Directive 1.
According to the text below, from what year did The New York Times offer its archive through the Nexis service?

--- BEGIN Text ---

Development of digital newspapers
The digital newspaper is as a confusing concept as the electronic book. However, there is a difference between the electronic book and the digital newspaper and that is the timeliness. News is bound to time; most books have a longer range of time.
Newspapers started in 1960 and 1970 with digitisation. The New York Times was an early adaptor, preparing straight away an archive, which it made available to the professional world first through its own channel and from 1979 through the Nexis service. But all this had nothing to do with the main newspaper product: the daily.
Eventually digital newspapers had two appearances: electronic files and electronic files on a reading machine. The electronic files came into two sorts: files on internet and file distribution of PDFs through internet. The electronic files on a reading machine have gone though a development, which seems to reach its climax over the coming years.

--- END Text ---

Directive 2.
Please gather every line of the records below that contains the word "small", with case counting.

--- BEGIN Given information ---

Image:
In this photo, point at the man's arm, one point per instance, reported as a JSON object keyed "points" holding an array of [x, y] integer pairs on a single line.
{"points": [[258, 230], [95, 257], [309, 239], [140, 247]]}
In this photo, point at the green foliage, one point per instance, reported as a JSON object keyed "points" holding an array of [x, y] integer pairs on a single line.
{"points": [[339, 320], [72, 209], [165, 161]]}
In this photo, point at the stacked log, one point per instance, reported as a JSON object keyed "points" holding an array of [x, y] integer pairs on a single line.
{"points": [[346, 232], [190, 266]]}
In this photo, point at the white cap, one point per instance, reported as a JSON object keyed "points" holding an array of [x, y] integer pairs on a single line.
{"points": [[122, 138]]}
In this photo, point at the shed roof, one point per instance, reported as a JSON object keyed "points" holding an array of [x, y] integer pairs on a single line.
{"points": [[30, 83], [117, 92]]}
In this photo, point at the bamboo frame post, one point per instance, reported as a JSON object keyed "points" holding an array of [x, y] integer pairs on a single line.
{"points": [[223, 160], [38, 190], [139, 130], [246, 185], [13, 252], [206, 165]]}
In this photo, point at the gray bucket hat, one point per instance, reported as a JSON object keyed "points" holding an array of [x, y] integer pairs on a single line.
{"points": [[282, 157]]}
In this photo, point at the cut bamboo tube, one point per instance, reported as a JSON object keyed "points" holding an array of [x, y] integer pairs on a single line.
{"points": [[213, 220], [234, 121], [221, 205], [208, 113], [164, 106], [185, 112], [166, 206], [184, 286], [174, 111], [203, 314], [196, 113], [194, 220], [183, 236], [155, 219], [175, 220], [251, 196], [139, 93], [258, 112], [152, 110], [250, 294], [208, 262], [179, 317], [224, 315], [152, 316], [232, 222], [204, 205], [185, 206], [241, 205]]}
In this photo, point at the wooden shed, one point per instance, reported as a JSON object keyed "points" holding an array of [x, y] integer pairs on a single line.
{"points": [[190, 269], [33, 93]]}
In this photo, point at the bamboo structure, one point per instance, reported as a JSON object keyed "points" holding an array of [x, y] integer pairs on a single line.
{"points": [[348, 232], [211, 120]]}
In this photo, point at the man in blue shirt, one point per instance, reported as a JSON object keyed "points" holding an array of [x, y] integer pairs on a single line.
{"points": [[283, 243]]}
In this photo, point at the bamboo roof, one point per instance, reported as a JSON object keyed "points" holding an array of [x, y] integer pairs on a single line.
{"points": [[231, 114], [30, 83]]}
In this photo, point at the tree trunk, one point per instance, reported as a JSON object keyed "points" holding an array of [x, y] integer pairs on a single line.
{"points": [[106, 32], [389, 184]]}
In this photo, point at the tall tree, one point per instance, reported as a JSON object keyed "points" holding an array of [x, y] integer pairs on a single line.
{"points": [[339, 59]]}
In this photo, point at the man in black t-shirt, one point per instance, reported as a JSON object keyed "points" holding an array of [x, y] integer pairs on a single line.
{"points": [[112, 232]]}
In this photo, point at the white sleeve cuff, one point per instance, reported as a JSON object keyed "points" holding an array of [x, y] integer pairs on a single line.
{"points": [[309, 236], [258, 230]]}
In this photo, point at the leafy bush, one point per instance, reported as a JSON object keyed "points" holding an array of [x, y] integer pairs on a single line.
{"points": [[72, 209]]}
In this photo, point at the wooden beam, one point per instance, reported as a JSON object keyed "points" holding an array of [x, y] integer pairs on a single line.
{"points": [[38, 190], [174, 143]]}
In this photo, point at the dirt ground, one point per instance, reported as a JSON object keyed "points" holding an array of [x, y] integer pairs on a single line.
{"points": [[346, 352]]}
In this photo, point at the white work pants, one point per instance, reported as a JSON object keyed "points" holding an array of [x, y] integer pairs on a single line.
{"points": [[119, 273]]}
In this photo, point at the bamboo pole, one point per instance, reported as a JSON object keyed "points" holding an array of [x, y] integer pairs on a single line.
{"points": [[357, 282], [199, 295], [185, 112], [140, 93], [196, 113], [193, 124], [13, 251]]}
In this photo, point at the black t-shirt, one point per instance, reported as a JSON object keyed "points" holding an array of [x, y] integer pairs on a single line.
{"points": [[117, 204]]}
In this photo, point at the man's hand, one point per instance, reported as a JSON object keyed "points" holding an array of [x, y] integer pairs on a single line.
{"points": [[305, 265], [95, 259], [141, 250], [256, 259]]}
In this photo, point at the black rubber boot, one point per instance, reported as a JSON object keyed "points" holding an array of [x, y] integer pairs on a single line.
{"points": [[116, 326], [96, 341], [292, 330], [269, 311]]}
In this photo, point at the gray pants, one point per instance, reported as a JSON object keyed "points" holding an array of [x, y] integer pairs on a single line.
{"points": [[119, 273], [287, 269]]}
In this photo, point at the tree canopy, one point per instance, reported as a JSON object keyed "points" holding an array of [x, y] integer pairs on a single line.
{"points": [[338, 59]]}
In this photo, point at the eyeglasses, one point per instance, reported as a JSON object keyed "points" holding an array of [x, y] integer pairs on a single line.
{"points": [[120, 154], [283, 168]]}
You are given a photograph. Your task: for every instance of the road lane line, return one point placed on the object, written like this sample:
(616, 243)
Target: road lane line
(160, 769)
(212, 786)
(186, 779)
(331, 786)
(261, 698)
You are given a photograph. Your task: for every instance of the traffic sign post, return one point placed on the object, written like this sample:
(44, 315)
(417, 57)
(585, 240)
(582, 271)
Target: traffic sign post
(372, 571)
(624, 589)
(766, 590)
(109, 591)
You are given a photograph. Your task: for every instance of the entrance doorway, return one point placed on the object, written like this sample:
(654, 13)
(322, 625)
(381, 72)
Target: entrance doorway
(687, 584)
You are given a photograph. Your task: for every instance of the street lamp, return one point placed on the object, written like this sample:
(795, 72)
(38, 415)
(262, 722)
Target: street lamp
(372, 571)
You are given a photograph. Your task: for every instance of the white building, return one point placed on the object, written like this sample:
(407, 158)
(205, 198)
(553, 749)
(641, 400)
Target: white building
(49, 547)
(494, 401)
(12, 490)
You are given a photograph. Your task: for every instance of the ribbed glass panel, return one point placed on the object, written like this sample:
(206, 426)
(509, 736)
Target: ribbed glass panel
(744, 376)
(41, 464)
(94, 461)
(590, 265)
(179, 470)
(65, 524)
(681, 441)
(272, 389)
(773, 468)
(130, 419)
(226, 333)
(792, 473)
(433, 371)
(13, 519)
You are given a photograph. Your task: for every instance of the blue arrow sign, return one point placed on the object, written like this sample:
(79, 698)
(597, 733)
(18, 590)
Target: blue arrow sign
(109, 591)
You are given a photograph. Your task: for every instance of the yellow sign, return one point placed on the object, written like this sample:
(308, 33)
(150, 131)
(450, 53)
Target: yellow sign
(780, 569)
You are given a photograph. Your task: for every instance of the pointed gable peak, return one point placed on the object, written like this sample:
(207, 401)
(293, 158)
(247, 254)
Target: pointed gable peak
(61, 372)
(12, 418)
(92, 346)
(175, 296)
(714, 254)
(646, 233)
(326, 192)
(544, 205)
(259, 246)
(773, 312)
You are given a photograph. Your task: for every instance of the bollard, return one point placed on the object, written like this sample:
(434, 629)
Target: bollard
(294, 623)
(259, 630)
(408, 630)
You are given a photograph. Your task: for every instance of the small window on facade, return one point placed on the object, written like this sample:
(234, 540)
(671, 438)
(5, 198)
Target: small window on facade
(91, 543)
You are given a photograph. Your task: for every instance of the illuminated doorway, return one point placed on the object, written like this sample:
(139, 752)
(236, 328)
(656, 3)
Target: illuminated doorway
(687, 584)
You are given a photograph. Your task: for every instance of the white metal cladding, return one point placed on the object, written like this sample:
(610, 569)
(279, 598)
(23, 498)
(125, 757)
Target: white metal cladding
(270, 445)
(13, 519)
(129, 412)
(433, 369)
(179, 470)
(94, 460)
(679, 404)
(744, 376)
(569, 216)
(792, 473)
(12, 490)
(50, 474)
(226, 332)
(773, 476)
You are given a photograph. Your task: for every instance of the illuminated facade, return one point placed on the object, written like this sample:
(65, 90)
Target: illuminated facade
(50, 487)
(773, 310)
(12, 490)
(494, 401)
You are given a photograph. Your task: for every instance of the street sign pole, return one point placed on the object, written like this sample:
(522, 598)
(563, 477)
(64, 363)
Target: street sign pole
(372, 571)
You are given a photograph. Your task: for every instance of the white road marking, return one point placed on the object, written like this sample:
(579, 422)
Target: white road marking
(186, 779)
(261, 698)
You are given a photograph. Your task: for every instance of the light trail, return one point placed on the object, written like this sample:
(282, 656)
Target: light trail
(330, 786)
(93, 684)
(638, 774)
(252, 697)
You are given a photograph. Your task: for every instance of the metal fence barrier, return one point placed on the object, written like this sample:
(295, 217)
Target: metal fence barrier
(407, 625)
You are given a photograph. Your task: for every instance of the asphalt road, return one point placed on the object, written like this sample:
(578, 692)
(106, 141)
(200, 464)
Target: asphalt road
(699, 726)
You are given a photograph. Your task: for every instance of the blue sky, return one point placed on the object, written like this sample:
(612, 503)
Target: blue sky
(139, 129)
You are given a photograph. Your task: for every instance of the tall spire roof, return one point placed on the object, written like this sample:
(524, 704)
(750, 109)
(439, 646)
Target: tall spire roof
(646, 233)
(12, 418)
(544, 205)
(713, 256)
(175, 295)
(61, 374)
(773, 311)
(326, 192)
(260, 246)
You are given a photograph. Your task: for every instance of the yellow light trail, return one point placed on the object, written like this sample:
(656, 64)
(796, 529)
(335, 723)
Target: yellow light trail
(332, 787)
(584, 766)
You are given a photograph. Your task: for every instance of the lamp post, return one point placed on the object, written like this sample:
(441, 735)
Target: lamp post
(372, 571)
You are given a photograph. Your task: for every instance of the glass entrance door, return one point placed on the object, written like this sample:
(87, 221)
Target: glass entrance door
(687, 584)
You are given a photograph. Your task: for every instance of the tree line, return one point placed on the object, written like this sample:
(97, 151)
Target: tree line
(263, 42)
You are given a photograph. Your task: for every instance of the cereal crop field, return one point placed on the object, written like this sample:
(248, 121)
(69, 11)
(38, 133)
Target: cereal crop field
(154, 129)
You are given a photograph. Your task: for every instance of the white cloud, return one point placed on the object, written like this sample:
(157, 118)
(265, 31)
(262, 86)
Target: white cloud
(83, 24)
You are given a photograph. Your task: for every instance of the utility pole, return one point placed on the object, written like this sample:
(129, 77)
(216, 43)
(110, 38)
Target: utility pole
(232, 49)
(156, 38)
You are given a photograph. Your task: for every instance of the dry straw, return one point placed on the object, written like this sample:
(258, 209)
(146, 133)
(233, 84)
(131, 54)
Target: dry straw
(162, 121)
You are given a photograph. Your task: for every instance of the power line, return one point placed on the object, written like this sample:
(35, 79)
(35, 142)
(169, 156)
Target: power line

--- END Given information ---

Full response 1.
From 1979.

Full response 2.
You are given a photograph. Your task: for every instance of the small window on facade, return one point placed on the object, written like this sample:
Target: small window on facade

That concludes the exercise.